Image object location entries

────────────────────────────────────────

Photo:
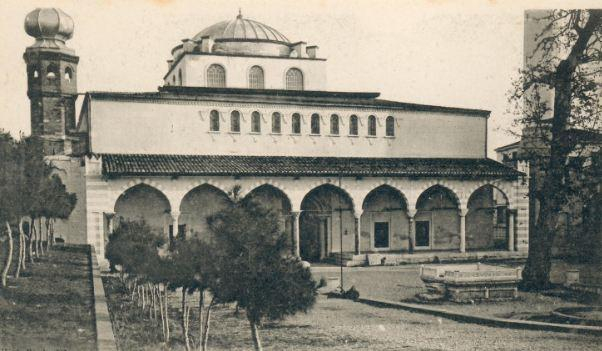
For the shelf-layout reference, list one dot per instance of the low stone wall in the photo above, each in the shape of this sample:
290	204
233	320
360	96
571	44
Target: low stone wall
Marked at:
105	339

────────────────────────────────────────

§ **WHAT THE EXERCISE ASKS**:
Pictures are excluded; copy all other data exactly as shown.

§ **SOLUTION FOR THIS TASK**:
Photo:
For the shelf-layout reference, list one dot per instance of the low stone wall in the photo above, each in the shape of this sample:
290	204
233	320
360	96
571	44
Target: low stone wall
Marked at:
105	339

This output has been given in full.